Instructions to follow
Translate this sentence from the contract clause on breach and remedies into Spanish: "After such Thirty (30) day cure period, if the breach is not cured and remains as alleged, the breaching party shall be deemed in default and this Agreement may be terminated by written notice to the breaching or defaulting party."

— Start Passage provided —

4. BREACH; REMEDIES.
(a) RIGHT TO CURE; DEFAULT. In the event either party shall be
alleged to be in breach of this Agreement, written notice
shall be given by the other party and a Thirty (30) day
opportunity to cure shall be provided. After such Thirty (30)
day cure period, if the breach is not cured and remains as
alleged, the breaching party shall be deemed in default and
this Agreement may be terminated by written notice to the
breaching or defaulting party.
(b) INJUNCTIVE RELIEF. In the event of a breach of this
Agreement, the Employer shall be entitled to injunctive relief
restraining the Employee form taking or continuing any action
which would constitute a breach of the covenants contained
herein. Such injunctive remedies shall not be exclusive and
shall be in addition to any and all other remedies which may
be available to the Employer at law or equity, including,
without limitation, the recovery of direct, indirect,
incidental, consequential and/or punitive damages.

— End Passage provided —
— Start Rows —

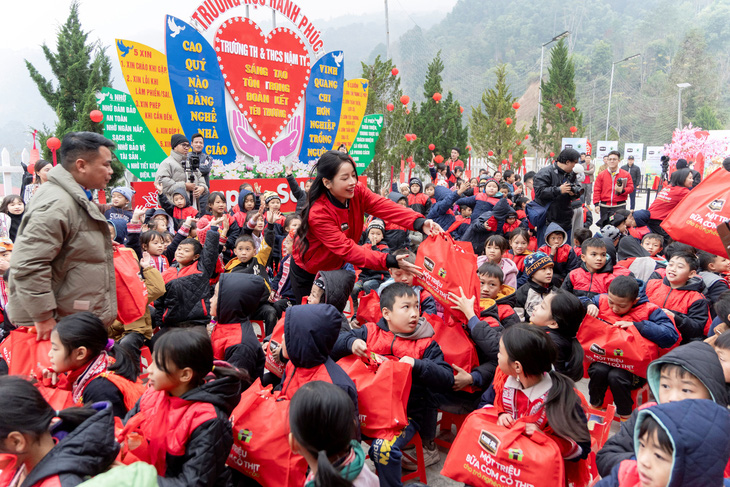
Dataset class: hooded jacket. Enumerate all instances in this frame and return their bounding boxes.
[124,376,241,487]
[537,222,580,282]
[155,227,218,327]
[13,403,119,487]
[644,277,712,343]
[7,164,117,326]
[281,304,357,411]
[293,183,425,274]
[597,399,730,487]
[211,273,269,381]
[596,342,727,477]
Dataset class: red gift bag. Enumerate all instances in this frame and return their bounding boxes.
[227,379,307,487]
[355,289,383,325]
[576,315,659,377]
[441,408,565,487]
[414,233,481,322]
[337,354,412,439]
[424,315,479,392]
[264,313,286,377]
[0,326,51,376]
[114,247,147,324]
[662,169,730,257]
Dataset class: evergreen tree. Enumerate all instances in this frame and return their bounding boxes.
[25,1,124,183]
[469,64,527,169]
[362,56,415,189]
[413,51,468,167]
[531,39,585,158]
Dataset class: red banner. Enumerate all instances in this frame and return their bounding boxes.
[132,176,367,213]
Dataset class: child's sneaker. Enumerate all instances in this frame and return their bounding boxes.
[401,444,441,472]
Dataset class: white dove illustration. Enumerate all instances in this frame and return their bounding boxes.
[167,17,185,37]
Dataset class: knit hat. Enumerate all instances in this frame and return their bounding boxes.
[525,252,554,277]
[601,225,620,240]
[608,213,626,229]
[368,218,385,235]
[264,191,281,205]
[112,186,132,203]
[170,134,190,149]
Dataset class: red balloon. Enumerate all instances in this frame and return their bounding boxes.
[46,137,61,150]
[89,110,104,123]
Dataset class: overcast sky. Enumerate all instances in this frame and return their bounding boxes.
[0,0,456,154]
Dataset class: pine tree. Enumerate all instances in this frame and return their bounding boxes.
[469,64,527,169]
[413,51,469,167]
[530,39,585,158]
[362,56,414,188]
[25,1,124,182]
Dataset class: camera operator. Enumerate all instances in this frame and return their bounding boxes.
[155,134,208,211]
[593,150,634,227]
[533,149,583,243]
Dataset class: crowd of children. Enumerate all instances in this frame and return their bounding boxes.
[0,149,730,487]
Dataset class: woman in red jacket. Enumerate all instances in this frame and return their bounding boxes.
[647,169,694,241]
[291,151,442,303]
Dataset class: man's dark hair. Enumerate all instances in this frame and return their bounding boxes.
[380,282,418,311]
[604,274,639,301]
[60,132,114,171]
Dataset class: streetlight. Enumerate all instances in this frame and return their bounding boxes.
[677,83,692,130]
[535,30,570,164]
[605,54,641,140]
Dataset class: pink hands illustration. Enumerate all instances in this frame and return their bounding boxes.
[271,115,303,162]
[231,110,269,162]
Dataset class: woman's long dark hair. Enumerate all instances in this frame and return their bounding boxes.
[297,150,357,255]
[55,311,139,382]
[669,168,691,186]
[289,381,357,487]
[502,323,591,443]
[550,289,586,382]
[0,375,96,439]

— End Rows —
— Start Rows —

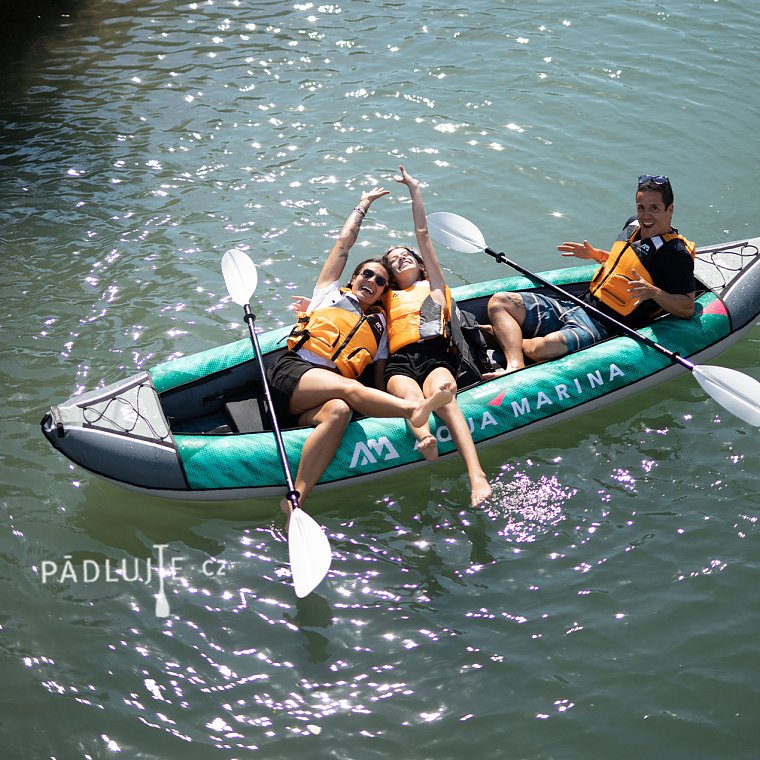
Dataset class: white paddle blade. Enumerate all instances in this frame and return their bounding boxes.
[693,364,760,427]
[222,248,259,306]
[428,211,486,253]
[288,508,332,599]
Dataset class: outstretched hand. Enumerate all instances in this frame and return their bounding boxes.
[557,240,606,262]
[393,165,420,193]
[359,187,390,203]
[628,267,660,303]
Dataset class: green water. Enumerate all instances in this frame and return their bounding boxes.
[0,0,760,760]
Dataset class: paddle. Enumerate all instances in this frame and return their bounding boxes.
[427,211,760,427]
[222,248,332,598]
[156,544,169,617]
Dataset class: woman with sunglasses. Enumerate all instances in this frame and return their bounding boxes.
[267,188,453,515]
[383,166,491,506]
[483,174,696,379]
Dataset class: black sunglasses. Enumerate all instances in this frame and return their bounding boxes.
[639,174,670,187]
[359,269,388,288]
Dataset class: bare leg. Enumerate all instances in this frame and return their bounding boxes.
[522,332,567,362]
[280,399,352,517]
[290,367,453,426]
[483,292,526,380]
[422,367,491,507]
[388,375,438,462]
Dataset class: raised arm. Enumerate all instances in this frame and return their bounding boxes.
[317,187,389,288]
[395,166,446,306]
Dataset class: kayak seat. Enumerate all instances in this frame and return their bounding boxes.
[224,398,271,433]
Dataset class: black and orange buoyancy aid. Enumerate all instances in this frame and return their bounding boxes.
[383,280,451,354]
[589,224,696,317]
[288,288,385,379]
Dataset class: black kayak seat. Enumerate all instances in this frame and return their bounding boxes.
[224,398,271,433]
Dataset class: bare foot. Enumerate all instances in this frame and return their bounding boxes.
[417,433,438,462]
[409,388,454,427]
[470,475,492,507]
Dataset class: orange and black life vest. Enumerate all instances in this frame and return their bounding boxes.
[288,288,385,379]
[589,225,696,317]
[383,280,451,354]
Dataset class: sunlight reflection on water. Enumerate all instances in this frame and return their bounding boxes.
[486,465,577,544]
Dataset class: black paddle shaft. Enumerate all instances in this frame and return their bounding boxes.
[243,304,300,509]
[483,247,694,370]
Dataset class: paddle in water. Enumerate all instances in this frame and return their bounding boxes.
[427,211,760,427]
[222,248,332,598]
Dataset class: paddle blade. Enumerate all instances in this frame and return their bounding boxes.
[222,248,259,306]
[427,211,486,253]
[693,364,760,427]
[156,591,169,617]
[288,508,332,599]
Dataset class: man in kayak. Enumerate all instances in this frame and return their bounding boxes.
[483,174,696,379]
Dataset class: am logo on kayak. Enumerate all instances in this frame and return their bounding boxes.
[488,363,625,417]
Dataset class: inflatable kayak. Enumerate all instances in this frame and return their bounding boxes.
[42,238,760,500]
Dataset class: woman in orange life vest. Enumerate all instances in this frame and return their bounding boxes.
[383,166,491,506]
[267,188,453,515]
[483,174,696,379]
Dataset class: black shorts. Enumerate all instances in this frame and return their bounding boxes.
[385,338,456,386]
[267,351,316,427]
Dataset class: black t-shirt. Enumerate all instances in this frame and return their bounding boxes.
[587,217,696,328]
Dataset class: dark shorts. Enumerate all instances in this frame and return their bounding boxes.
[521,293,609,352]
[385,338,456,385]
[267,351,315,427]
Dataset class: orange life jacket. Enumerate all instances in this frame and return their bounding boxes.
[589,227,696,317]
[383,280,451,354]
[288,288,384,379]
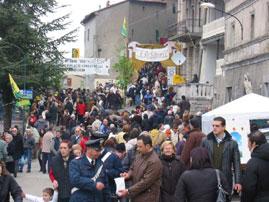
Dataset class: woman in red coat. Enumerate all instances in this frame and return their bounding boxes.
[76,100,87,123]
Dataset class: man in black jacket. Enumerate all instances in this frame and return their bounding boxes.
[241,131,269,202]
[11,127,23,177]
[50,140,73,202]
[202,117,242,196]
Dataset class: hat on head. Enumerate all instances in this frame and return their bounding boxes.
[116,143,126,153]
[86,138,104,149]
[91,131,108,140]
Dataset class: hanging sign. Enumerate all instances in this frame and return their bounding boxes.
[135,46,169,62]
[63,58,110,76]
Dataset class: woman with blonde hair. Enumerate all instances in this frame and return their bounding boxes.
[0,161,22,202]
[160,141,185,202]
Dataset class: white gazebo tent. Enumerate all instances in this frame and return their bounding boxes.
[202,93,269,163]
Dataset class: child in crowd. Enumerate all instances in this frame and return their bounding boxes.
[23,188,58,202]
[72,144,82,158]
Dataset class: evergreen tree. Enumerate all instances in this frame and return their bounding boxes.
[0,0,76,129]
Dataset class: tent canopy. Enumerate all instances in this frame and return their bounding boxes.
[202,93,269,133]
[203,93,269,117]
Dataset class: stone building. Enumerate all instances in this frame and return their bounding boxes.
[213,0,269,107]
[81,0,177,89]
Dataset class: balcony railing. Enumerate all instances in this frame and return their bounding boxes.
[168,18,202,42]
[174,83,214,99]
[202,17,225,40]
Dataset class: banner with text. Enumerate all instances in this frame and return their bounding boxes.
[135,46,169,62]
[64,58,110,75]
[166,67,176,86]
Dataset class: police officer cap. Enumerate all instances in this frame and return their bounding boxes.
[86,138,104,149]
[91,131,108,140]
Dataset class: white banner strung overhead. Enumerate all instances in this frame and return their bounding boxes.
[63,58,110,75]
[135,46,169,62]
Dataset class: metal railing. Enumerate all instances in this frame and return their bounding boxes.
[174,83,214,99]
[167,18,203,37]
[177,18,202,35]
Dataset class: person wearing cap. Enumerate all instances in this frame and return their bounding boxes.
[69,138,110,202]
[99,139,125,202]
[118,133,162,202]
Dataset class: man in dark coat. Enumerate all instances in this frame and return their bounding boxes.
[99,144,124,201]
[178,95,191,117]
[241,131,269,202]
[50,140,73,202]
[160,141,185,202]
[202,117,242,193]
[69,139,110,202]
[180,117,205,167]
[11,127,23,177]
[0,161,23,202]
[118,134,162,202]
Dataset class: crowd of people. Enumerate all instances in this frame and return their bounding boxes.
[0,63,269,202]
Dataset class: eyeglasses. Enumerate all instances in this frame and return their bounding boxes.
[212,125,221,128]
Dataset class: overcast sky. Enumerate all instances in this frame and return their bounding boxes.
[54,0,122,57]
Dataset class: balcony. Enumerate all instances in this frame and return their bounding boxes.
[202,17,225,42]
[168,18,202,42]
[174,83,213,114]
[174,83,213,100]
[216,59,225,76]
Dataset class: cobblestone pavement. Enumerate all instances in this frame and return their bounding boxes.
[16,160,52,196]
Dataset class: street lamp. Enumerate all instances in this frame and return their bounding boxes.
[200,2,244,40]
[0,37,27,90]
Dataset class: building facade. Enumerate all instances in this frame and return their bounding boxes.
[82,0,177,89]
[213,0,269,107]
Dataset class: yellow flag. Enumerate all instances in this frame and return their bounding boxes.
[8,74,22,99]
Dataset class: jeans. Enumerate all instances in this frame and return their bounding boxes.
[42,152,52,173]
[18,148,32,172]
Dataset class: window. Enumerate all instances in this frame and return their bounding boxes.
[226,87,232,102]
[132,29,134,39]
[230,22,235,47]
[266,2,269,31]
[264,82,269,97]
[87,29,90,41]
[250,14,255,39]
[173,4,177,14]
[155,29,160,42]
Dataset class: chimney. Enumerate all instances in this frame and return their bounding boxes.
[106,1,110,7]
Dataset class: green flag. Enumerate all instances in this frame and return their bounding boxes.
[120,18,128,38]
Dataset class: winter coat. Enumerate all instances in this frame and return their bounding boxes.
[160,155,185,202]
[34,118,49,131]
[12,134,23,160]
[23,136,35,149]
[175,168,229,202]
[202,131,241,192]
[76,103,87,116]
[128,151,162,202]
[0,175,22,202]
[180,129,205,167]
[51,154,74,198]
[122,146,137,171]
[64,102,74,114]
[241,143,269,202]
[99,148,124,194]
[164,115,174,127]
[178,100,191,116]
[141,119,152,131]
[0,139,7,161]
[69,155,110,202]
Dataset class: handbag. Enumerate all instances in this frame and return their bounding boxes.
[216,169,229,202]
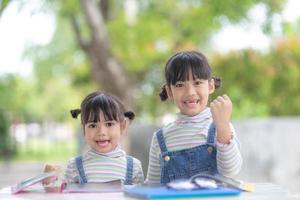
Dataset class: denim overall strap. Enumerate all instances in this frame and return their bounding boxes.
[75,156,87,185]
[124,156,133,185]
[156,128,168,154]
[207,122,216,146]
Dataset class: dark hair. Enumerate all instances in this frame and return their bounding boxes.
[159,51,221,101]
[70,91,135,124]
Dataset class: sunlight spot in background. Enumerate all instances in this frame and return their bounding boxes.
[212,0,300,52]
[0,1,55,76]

— End Rows —

Full response
Tras dicho período de subsanación de treinta (30) días, si el incumplimiento no se ha subsanado y persiste según lo alegado, se considerará que la parte incumplidora está en mora y el presente Contrato podrá rescindirse mediante notificación por escrito a la parte incumplidora o en mora.